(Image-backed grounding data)
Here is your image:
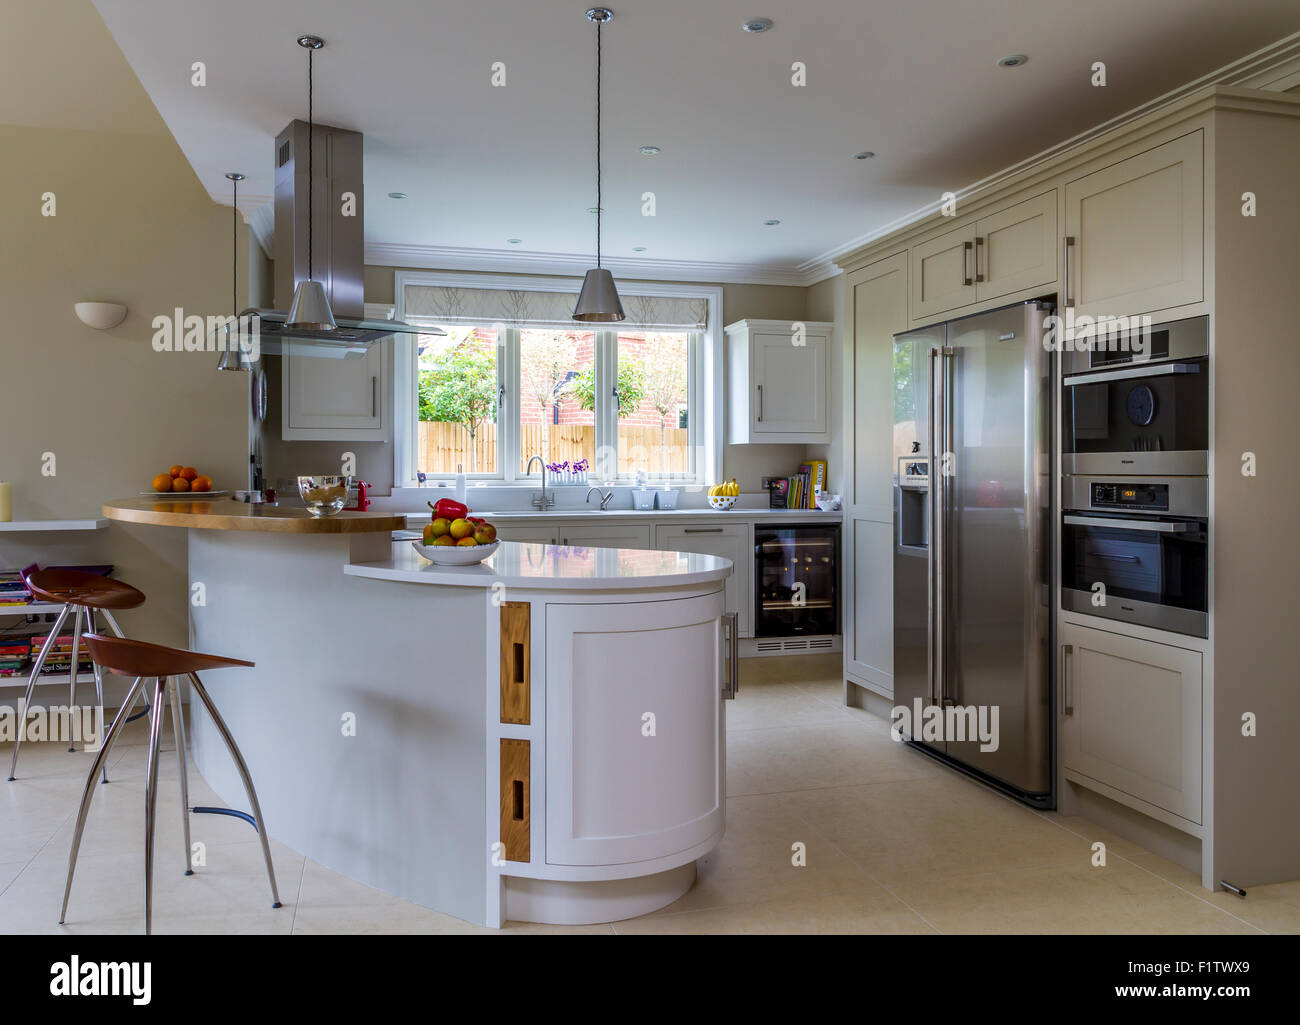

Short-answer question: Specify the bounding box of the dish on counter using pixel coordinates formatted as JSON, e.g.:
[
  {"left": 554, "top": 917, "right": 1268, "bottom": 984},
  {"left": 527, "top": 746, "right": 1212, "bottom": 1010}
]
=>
[{"left": 411, "top": 539, "right": 501, "bottom": 566}]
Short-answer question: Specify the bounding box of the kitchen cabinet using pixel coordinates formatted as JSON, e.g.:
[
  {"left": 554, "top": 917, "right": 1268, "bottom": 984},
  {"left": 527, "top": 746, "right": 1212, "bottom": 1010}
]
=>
[
  {"left": 282, "top": 337, "right": 389, "bottom": 441},
  {"left": 493, "top": 523, "right": 561, "bottom": 545},
  {"left": 1064, "top": 132, "right": 1203, "bottom": 319},
  {"left": 725, "top": 319, "right": 833, "bottom": 443},
  {"left": 910, "top": 191, "right": 1057, "bottom": 321},
  {"left": 544, "top": 593, "right": 725, "bottom": 867},
  {"left": 1060, "top": 622, "right": 1202, "bottom": 825},
  {"left": 552, "top": 523, "right": 651, "bottom": 550},
  {"left": 655, "top": 521, "right": 752, "bottom": 637}
]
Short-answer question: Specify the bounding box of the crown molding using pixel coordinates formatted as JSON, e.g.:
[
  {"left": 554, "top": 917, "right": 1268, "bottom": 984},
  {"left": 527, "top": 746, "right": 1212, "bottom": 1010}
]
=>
[
  {"left": 209, "top": 189, "right": 274, "bottom": 257},
  {"left": 364, "top": 241, "right": 811, "bottom": 286}
]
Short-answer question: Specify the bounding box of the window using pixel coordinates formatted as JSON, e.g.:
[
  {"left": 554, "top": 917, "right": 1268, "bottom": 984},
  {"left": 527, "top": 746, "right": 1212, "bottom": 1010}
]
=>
[{"left": 393, "top": 273, "right": 721, "bottom": 489}]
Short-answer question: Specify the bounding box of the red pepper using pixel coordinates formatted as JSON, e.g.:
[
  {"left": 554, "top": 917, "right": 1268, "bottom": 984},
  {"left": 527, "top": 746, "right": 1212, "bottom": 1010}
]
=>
[{"left": 428, "top": 498, "right": 469, "bottom": 520}]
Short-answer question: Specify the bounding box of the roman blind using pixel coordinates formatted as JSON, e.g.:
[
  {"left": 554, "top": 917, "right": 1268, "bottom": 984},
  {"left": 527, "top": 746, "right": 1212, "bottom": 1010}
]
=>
[{"left": 403, "top": 283, "right": 708, "bottom": 330}]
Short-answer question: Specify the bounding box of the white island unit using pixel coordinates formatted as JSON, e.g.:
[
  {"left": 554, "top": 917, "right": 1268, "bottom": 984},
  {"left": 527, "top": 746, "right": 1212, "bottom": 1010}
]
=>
[{"left": 103, "top": 500, "right": 734, "bottom": 927}]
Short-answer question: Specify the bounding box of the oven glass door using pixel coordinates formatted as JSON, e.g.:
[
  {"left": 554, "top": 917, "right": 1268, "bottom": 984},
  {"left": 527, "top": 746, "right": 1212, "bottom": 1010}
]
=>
[
  {"left": 1062, "top": 357, "right": 1208, "bottom": 473},
  {"left": 754, "top": 526, "right": 840, "bottom": 637},
  {"left": 1061, "top": 514, "right": 1207, "bottom": 636}
]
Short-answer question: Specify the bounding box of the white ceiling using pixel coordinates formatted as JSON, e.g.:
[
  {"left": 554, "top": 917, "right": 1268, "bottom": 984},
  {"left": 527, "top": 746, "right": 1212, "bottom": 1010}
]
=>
[{"left": 91, "top": 0, "right": 1300, "bottom": 282}]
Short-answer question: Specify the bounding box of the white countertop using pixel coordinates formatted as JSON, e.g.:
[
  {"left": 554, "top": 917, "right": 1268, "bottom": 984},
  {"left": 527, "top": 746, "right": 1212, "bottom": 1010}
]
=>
[
  {"left": 393, "top": 506, "right": 842, "bottom": 525},
  {"left": 345, "top": 540, "right": 733, "bottom": 591}
]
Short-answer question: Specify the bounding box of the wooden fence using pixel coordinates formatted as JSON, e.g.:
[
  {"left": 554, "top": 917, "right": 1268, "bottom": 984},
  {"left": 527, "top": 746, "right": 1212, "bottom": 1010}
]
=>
[{"left": 418, "top": 421, "right": 690, "bottom": 474}]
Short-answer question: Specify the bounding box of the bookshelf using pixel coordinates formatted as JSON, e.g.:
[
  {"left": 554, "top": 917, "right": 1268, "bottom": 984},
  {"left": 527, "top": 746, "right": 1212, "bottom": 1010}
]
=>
[{"left": 0, "top": 520, "right": 108, "bottom": 532}]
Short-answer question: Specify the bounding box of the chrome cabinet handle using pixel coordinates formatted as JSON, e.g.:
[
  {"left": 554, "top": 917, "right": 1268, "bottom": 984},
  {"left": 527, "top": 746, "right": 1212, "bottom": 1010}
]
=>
[
  {"left": 961, "top": 241, "right": 974, "bottom": 287},
  {"left": 685, "top": 527, "right": 723, "bottom": 534},
  {"left": 722, "top": 612, "right": 739, "bottom": 700},
  {"left": 974, "top": 235, "right": 985, "bottom": 282},
  {"left": 371, "top": 375, "right": 377, "bottom": 418},
  {"left": 1064, "top": 515, "right": 1197, "bottom": 533},
  {"left": 757, "top": 383, "right": 763, "bottom": 422},
  {"left": 1062, "top": 236, "right": 1075, "bottom": 308},
  {"left": 1063, "top": 362, "right": 1200, "bottom": 387},
  {"left": 1062, "top": 643, "right": 1074, "bottom": 716}
]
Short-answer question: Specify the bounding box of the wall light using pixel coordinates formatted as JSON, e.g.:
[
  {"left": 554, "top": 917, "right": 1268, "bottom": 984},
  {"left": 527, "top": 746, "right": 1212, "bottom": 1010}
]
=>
[{"left": 73, "top": 302, "right": 127, "bottom": 330}]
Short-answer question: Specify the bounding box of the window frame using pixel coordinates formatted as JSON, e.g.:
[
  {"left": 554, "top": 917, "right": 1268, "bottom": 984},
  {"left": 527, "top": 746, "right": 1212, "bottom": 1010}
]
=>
[{"left": 392, "top": 270, "right": 722, "bottom": 489}]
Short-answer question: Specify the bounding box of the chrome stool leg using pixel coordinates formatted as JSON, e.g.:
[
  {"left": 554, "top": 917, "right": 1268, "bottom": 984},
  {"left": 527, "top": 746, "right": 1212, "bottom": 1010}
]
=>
[
  {"left": 66, "top": 606, "right": 83, "bottom": 751},
  {"left": 143, "top": 677, "right": 167, "bottom": 935},
  {"left": 8, "top": 602, "right": 72, "bottom": 781},
  {"left": 59, "top": 673, "right": 146, "bottom": 925},
  {"left": 188, "top": 672, "right": 281, "bottom": 908},
  {"left": 84, "top": 608, "right": 109, "bottom": 784},
  {"left": 98, "top": 610, "right": 150, "bottom": 727},
  {"left": 169, "top": 678, "right": 193, "bottom": 875}
]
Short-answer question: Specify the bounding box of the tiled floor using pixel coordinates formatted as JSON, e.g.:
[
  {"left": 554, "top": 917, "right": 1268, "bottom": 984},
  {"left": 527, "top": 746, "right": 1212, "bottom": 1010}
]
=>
[{"left": 2, "top": 654, "right": 1296, "bottom": 934}]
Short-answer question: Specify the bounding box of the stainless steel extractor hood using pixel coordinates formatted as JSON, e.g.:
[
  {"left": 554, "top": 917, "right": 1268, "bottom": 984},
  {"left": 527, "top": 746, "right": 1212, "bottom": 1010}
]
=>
[{"left": 246, "top": 119, "right": 439, "bottom": 357}]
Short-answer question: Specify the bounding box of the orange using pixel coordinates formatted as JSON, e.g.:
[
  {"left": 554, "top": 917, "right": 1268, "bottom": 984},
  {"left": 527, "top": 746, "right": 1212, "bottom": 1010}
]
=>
[
  {"left": 151, "top": 473, "right": 173, "bottom": 492},
  {"left": 456, "top": 536, "right": 479, "bottom": 547},
  {"left": 179, "top": 467, "right": 198, "bottom": 482},
  {"left": 191, "top": 475, "right": 212, "bottom": 492},
  {"left": 168, "top": 465, "right": 183, "bottom": 478},
  {"left": 170, "top": 476, "right": 190, "bottom": 492}
]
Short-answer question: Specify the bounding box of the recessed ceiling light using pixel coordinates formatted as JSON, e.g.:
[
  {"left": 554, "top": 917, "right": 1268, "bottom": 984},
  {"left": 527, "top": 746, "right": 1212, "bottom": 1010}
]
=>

**TASK DIRECTIONS**
Copy the lines of the entries above that mention "ceiling".

**YOUR SOLUTION**
Short-answer question: Specify the bounding box of the white ceiling using pixel coordinates formatted as JSON, e.g.:
Short-answer question: Specify the bounding box of the recessed ceiling light using pixel coordinates formatted as JSON, e.g.:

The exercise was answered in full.